At first glance, Virtual Reality might seem like an odd choice for therapy, but the body of research surrounding its utility is vast. Here are just a few of VR's capabilities. Click "read more" under each heading to learn more.
VR has been effectively utilised to treat anxiety, improve mode, lower stress, and assist with
the treatment of eating disorders, phobias, PTSD, and even psychosis. The results are often dramatic - one study of patients with parkinsons showed not only improvement in movement, fine motor skills and energy levels, but also a significant reduction in depression scores, with most participants’ scores dropping to zero. VR has been shown to be particularly useful in treating medication-resistant individuals
A number of studies have linked stress with cellular ageing and increased risk of heart attack, diabetes, and cancer. Positive emotions, such as those created through gameplay, can create emotional resilience and fend off the effects of stress. One of the strengths of VR is its ability to produce “ecological validity”, which means that experiences that can be therapeutic in “real life” can be replicated in VR, such as swimming with dolphins to reduce stress, making it particularly useful for housebound individuals who cannot have these experiences first hand.
Additionally, housebound individuals suffer high rates of social isolation, which can lead to lowered mood and other poor mental health outcomes. Fortunately, VR is an excellent tool for treating social isolation.
Mental health and Mood improvements
Speaking at a South by Southwest conference, Allison Seuler, vice president of research at Baycrest Health Sciences discussed VR’s utility in battling loneliness and social isolation among care home residents with dementia. “It's not just making people happy and less lonely,” she said, “it's actually helping the brain.” She and her colleagues also noted that VR distinguishes itself from other forms of virtual therapy. Tablets, smartphones and televisions don’t give “full activation of our brains and our emotions”, but that “there’s actually changes in the brain function when you’re in VR, versus listening to someone on the phone or looking at a screen.
Additionally, VR can mitigate loneliness by acting as a social tool. Clinicians noted that among those using games as at-home therapy, many independently use the games as a social activity with other members of their households. VR gets people excited; it gives people something to look forward to as well something to chat about that isn’t their diagnosis or symptoms. In one study of care home residents, VR helped residents with dementia open up to the care home staff about their lives, facilitating better social and emotional care.
Programmes like VR Chat, Altspace, and Alcove also provide opportunities for direct socialisation, including chat, multiplayer games, and events . Groups of people with chronic conditions, sometimes called “spoonies” have effectively used VR as a social platform to connect with one another. Participation in social VR games has been shown to positively affect well-being. One study during the Covid-19 lockdowns found that VR presence in social spaces was associated with psychological benefits including feelings of relatedness, self-expansion, and enjoyment.
Loneliness and social isolation are linked with cognitive decline, but fortunately VR has also been shown to be an effective source of cognitive rehabilitation.

▶ _SOURCE MATERIAL_
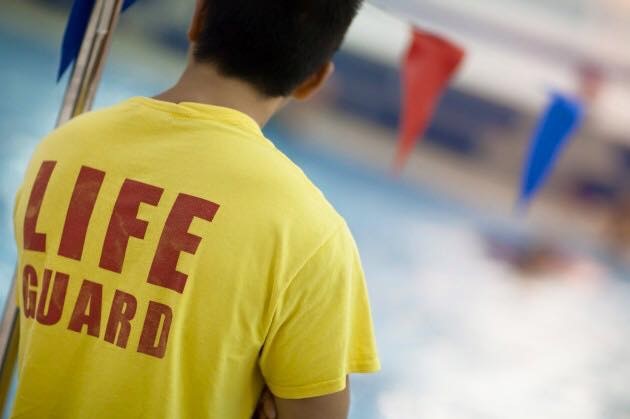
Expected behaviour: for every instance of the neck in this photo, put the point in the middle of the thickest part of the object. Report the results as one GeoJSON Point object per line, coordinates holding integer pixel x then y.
{"type": "Point", "coordinates": [202, 83]}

▶ _INSTRUCTIONS_
(1) Answer these questions about the passage on virtual reality therapy.
(a) In the study of patients with Parkinson's, what happened to most participants' depression scores?
(b) What experience does the passage give as an example of something therapeutic that can be replicated in VR to reduce stress?
(c) Which three programs does the passage name as providing opportunities for direct socialization?
(2) Pick up the passage on virtual reality therapy after its final sentence and continue it.

▶ _ANSWERS FOR THE TASKS_
(1)
(a) They dropped to zero.
(b) Swimming with dolphins.
(c) VR Chat, Altspace, and Alcove.

(2)
Treating social isolation and loneliness
The first computer games created for treating traumatic brain injury (TBI) were developed in the 1980s and have a long record of effective cognitive rehabilitation thanks to the principle of neuroplasticity. By stimulating undamaged sections of the brain, computer training translates into improvements in real-world function. VR builds on that by creating an environment that is “ecologically valid”, which is considered superior for training executive function. Researchers in brain damage rehabilitation expect that VR will become an integral part of cognitive assessment and rehabilitation in the future.
VR has been extensively studied with regard to cognitive rehabilitation. It has been shown to improve memory, attention, information processing, and problem solving. It can also help patients interact with the world by improving wayfinding, visual scanning, and spatial orientation. There is even evidence that VR can provide improvements with regard to daily life activities (DLA).
One study focused on “bringing the outside in” to a care home for people living with moderate to severe dementia. Patients were able to choose from one of five outdoor environments to explore, allowing them to have an experience that might otherwise be difficult to achieve given their health. Researchers found that this exploration helped them recall lost memories and engage in conversation about them. These recollections not only provided the patient with mental stimulation, but allowed caregivers to learn more about their lives and thereby improve social interactions between patients and staff. Allowing the patients to choose their own experience allowed them a sense of autonomy, which is often lacking in supported care.
The patients rated VR positively as a “change of environment” and scored higher on alertness after their experience. One patient recalled his experience a week later during an art session where he was inspired to draw a seaside scene based on his VR experience, which was in his words “brilliant”. The study concluded that the use of VR was cognitively stimulating, sustained attention, promoted wellbeing among the patients, reduced behaviour that challenges, and offered a unique medium for caregivers and patients to build therapeutic rapport.
Speaking at a South by Southwest panel on the study, Allison Sekuler, vice president of research at Baycrest Health Sciences said “That sort of reminiscence, it doesn't necessarily reverse dementia, but it can certainly slow the progression. It's not just making people happy and less lonely, it's actually helping the brain.”
Virtual reality can be more effective at enhancing motor improvement when compared with conventional treatments, often producing the same results in less time or with less work for the patient. VR has been shown to be effective in improving Posture, Balance, Gait, Grasping and Fine Motor Skills, Flexibility], Energy Levels, Increased Standing and Walking Time, Increasing Bone Density and Reducing Muscle Wastage, and general function.
A meta-analysis showed that VR users were 4.9 times more likely to improve their motor strength when compared with a control. As is also the case with cognitive recovery, the effects of VR are lasting; in one study of post-stroke survivors, walking time, speed, balance, confidence, and self-reported walking ability all improved in VR over the control group, and these scores stayed elevated during a post-test a month later.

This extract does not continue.